▶ _EXERCISE_
Retype each of the following lines word for word, with no changes.

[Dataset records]
>>>

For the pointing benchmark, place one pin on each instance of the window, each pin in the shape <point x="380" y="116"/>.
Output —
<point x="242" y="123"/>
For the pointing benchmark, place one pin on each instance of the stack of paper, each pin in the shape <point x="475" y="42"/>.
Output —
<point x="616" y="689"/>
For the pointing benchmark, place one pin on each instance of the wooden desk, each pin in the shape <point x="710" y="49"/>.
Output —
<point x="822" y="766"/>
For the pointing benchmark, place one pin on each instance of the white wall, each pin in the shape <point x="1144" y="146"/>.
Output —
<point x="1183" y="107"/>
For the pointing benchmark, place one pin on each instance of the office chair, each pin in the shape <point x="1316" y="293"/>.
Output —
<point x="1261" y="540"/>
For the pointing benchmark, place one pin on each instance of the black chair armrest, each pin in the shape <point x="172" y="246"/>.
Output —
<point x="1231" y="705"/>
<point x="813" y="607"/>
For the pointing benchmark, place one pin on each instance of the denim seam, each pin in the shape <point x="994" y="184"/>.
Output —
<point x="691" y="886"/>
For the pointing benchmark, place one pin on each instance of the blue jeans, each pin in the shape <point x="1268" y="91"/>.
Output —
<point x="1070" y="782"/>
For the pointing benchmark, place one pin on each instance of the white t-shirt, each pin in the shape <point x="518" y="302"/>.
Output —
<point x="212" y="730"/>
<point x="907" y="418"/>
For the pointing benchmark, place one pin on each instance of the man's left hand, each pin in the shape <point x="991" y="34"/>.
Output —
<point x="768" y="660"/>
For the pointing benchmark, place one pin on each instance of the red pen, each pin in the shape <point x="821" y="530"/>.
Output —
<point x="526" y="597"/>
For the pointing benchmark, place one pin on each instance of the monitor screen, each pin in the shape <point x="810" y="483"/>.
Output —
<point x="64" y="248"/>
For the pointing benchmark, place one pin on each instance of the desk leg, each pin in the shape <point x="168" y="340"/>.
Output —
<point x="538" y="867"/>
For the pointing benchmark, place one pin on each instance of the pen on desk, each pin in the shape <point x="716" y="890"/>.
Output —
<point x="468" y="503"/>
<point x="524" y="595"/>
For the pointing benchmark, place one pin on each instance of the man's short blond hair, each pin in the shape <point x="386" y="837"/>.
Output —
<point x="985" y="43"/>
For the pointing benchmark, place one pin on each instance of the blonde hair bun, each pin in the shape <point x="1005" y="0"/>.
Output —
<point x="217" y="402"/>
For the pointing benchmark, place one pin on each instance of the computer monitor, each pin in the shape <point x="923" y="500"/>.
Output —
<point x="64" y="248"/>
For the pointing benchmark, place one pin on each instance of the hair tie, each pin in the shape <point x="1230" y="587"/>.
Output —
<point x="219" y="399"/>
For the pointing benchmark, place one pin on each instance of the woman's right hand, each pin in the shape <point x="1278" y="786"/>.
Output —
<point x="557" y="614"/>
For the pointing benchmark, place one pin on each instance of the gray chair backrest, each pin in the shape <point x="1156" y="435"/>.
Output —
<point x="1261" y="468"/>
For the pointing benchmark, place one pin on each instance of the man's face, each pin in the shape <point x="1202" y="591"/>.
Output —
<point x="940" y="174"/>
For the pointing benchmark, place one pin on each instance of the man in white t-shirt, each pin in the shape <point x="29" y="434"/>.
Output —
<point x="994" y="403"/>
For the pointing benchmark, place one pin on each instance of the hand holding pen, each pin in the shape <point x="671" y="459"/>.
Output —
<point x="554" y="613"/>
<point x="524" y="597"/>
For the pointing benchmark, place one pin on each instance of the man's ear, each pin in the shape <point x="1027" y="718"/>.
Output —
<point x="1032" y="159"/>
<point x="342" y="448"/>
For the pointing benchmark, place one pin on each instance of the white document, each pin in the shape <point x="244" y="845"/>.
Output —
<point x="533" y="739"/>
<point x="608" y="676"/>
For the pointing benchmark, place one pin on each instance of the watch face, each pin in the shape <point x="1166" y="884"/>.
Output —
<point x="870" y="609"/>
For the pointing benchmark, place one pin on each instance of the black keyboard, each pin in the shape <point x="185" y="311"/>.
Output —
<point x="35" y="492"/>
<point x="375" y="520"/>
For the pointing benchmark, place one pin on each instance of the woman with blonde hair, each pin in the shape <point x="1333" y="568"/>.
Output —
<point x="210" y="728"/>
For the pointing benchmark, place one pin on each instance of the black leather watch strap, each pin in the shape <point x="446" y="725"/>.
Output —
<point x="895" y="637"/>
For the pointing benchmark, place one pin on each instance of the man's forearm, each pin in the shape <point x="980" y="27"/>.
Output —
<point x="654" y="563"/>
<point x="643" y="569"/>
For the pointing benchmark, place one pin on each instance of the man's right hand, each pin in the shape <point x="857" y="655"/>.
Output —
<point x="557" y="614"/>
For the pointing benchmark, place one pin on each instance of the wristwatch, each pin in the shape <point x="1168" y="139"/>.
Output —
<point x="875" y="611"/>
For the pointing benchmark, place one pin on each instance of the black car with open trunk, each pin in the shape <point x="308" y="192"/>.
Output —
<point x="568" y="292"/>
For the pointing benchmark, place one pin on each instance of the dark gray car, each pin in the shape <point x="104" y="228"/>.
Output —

<<<

▶ _CORRECT OUTPUT_
For the pointing benchmark, place one pin on each instance of the window, each pin in the shape <point x="380" y="116"/>.
Output —
<point x="242" y="123"/>
For the pointing benchmark, place one pin on each instance of the stack of paper, each pin in the shape <point x="475" y="42"/>.
Output —
<point x="616" y="689"/>
For the pointing benchmark, place one pin on each instance of the wooden desk, each pin in the shape <point x="710" y="49"/>.
Output —
<point x="822" y="766"/>
For the pointing benchmark, place one pin on each instance of the white wall, each pin in the shape <point x="1144" y="146"/>.
Output —
<point x="1183" y="107"/>
For the pointing benchmark, place one pin on each instance of the office chair, each pin in the shape <point x="1316" y="293"/>.
Output —
<point x="1261" y="540"/>
For the pointing benchmark, place one pin on each instance of the black chair armrest, each pin in the shape <point x="172" y="246"/>.
Output —
<point x="1231" y="705"/>
<point x="813" y="607"/>
For the pointing benchmark, place one pin on each instance of the denim seam, each pin in the shape <point x="994" y="184"/>.
Output —
<point x="691" y="886"/>
For the pointing benchmark, place one pin on each instance of the blue jeans, each pin in the shape <point x="1268" y="91"/>.
Output —
<point x="1070" y="782"/>
For the pointing benchmark, place one pin on each instance of the white t-shirt, each pin in the shape <point x="518" y="302"/>.
Output —
<point x="212" y="730"/>
<point x="907" y="418"/>
For the pointing benchmark, place one pin on each instance of the man's left hand, each pin in the shape <point x="991" y="34"/>.
Output —
<point x="768" y="660"/>
For the pointing benchmark, place one pin on each instance of the red pen, each pin in the shape <point x="821" y="530"/>.
Output —
<point x="526" y="597"/>
For the pointing benchmark, place one pin on each instance of the monitor screen, each pin in the shape <point x="810" y="483"/>.
Output —
<point x="64" y="248"/>
For the pointing benchmark, place one pin on each instance of the desk leg, each pin in the shape <point x="168" y="340"/>.
Output —
<point x="538" y="867"/>
For the pointing benchmark, place one pin on each instance of the pen on desk, each pin in the shape <point x="716" y="890"/>.
Output —
<point x="468" y="503"/>
<point x="524" y="595"/>
For the pointing benchmark, place one pin on each instance of the man's short blond hair, each pin in the shape <point x="386" y="837"/>.
Output —
<point x="985" y="43"/>
For the pointing benchmark, place one pin on each instance of the blonde hair bun, each pin in the shape <point x="1005" y="0"/>.
Output —
<point x="217" y="402"/>
For the pointing benchmark, place one pin on each instance of the computer monitor, each pin in the shape <point x="923" y="500"/>.
Output —
<point x="64" y="248"/>
For the pointing benchmark, place one pin on each instance of the hair tie, each pin in the shape <point x="1230" y="587"/>.
Output —
<point x="219" y="399"/>
For the pointing benchmark, place one pin on each instance of the woman's right hand, each pin in the shape <point x="1278" y="786"/>.
Output —
<point x="557" y="614"/>
For the pointing benchmark, place one pin on each instance of the gray chair backrest, each pin in the shape <point x="1156" y="435"/>.
Output —
<point x="1261" y="468"/>
For the pointing benchmark, place one pin on each instance of the man's face, each pin in the shape <point x="1202" y="591"/>.
Output —
<point x="940" y="174"/>
For the pointing benchmark, place one pin on each instance of the man in white t-shirt, each pin in the shape <point x="29" y="434"/>.
Output —
<point x="994" y="403"/>
For the pointing benchmark, place one pin on each instance of the hand holding pen, each pin in the shape <point x="671" y="459"/>.
Output —
<point x="554" y="613"/>
<point x="524" y="597"/>
For the pointing benchmark, place one pin on each instance of the man's ear, each pin in the shape <point x="1027" y="718"/>.
Output —
<point x="1032" y="159"/>
<point x="342" y="448"/>
For the pointing benchmark, place one pin on each instance of the white document, each pin in the shape <point x="244" y="845"/>.
Output —
<point x="533" y="739"/>
<point x="608" y="676"/>
For the pointing benchmark, place one pin on each instance of the watch face, each pin in the shape <point x="1166" y="884"/>.
Output —
<point x="870" y="609"/>
For the pointing benchmark, place one pin on each instance of the black keyboard, each pin in the shape <point x="185" y="311"/>.
Output —
<point x="35" y="492"/>
<point x="375" y="520"/>
For the pointing benchmark, place one pin on each instance of the woman with blonde hair, each pin in the shape <point x="1333" y="568"/>.
Output —
<point x="210" y="728"/>
For the pointing benchmark, place one pin on each instance of the black leather watch strap, each pin in the shape <point x="446" y="725"/>.
Output —
<point x="895" y="637"/>
For the pointing benchmark, place one pin on each instance of the man's forearm, each pin in the shape <point x="980" y="27"/>.
Output —
<point x="654" y="563"/>
<point x="643" y="569"/>
For the pointing benchmark, place one pin on each instance of the man's right hand, each pin in the shape <point x="857" y="655"/>.
Output —
<point x="557" y="614"/>
For the pointing benchmark, place one pin on each instance of the wristwatch, each pin in the shape <point x="1168" y="139"/>.
Output —
<point x="875" y="611"/>
For the pointing benchmark, place one pin on each instance of the black car with open trunk, each pin in the shape <point x="308" y="192"/>.
Output —
<point x="568" y="292"/>
For the pointing benchmark, place one pin on each instance of the dark gray car, each pin in the shape <point x="104" y="228"/>.
Output —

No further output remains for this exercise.